__Direction__:
Write out everything from the start of the records down to the line containing "x=1075 y=480", including both ends, and leave out the pictures.

__Supplied data__:
============================================================
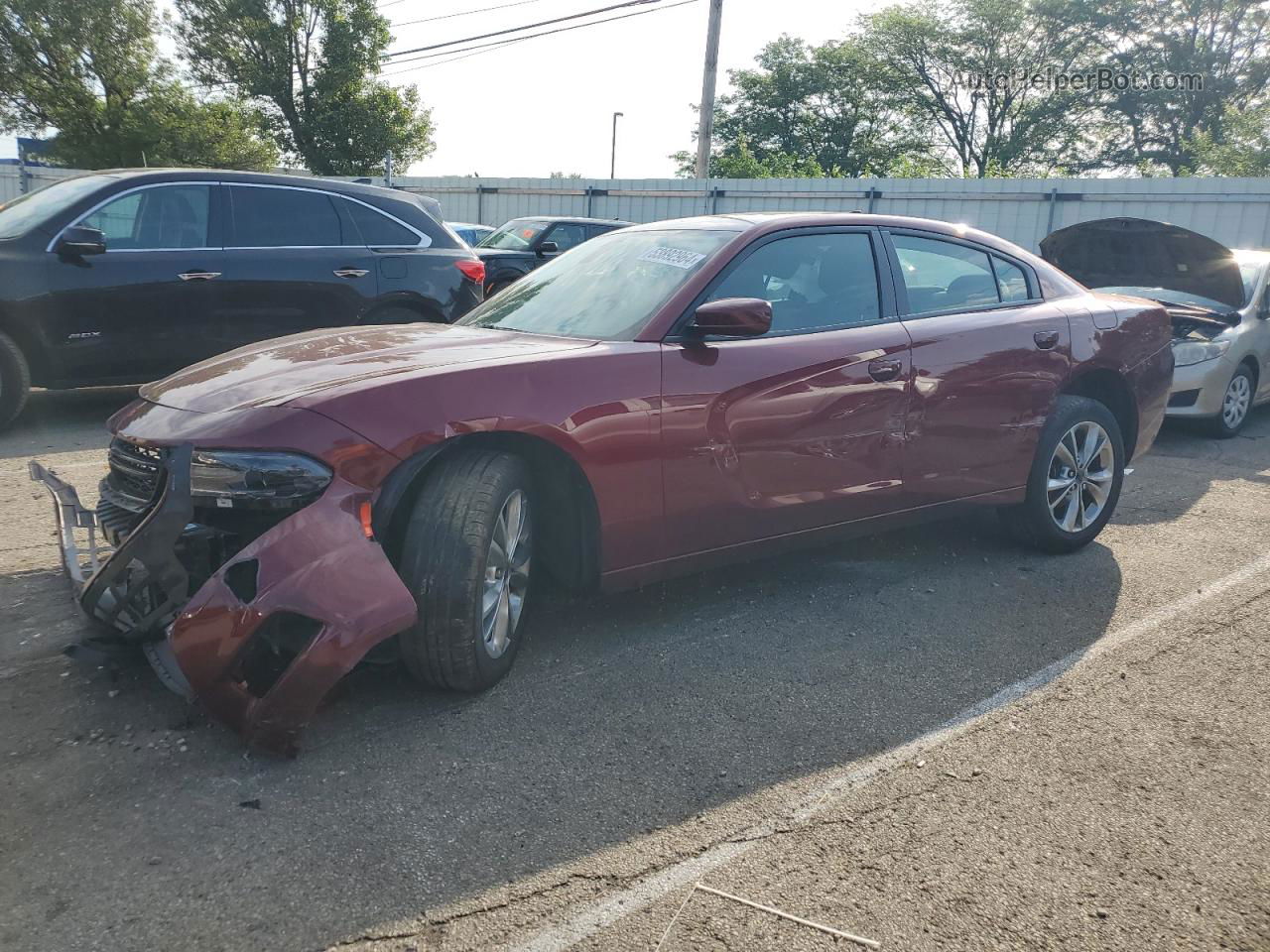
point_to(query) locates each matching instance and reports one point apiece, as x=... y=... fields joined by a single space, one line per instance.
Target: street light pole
x=612 y=163
x=705 y=127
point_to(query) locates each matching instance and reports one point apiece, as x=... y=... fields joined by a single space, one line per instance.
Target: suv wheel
x=14 y=380
x=1236 y=404
x=466 y=557
x=1075 y=480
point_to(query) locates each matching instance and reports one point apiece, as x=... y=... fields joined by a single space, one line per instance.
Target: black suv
x=121 y=277
x=524 y=244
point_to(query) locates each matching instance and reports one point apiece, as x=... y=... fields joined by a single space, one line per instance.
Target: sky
x=547 y=104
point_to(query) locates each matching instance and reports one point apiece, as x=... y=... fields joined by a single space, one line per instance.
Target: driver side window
x=567 y=235
x=813 y=282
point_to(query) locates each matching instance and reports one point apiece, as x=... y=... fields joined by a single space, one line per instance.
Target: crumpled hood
x=273 y=372
x=1150 y=254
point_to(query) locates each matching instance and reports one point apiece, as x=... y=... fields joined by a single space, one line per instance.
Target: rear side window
x=943 y=276
x=154 y=218
x=813 y=282
x=379 y=229
x=284 y=217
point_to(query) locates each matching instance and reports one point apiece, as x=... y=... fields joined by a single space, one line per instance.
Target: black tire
x=395 y=313
x=1220 y=425
x=1035 y=522
x=444 y=557
x=14 y=380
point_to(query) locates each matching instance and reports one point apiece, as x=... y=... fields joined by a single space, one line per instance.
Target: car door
x=988 y=359
x=802 y=426
x=137 y=311
x=294 y=261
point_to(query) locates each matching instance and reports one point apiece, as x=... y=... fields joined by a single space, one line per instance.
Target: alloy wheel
x=1080 y=474
x=1237 y=400
x=507 y=574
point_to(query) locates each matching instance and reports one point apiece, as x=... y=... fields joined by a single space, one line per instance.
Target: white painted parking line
x=603 y=912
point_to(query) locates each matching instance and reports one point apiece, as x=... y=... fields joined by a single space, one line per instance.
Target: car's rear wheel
x=466 y=557
x=1075 y=481
x=1236 y=404
x=14 y=380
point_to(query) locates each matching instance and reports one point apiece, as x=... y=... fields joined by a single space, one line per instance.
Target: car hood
x=276 y=372
x=1147 y=254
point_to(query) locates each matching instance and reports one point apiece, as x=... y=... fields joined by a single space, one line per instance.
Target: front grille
x=134 y=476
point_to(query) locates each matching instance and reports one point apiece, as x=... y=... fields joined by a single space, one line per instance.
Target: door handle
x=1046 y=339
x=884 y=370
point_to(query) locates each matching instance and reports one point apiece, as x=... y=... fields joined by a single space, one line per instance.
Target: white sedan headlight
x=1188 y=352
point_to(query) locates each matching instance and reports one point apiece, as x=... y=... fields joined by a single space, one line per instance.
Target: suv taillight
x=472 y=271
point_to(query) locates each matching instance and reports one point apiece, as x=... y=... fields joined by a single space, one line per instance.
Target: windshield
x=606 y=289
x=22 y=214
x=517 y=235
x=1250 y=270
x=1167 y=296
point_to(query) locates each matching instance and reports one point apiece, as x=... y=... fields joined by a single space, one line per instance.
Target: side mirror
x=80 y=240
x=733 y=317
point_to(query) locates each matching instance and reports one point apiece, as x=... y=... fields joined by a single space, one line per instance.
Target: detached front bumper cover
x=316 y=565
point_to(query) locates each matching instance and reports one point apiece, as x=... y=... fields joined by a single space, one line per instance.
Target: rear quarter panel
x=1133 y=338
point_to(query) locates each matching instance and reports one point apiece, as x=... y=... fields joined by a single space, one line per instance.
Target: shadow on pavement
x=622 y=715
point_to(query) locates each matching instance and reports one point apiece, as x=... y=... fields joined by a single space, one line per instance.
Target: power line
x=500 y=44
x=465 y=13
x=517 y=30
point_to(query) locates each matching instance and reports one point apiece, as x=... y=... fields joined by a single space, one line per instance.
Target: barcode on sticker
x=674 y=257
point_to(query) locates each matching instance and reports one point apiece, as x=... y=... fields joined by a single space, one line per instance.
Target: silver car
x=1216 y=299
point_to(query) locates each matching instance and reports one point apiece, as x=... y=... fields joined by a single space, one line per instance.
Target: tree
x=1211 y=59
x=1245 y=149
x=811 y=111
x=956 y=68
x=312 y=66
x=89 y=70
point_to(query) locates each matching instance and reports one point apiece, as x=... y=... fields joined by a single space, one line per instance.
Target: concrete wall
x=1233 y=211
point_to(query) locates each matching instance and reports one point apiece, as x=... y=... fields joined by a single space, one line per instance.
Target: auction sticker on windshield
x=674 y=257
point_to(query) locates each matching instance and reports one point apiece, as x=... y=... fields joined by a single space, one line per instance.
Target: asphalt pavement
============================================================
__Task solution__:
point_to(query) locates each matching instance and reports one point apiece, as x=... y=... fields joined by a single space, one line per instance.
Target: street light pole
x=612 y=163
x=705 y=127
point_to(query) locates each matching instance and reports one point apiece, as x=... y=... fields joined by a single space, one line per instance.
Target: suv wheel
x=14 y=380
x=1236 y=404
x=466 y=557
x=1075 y=480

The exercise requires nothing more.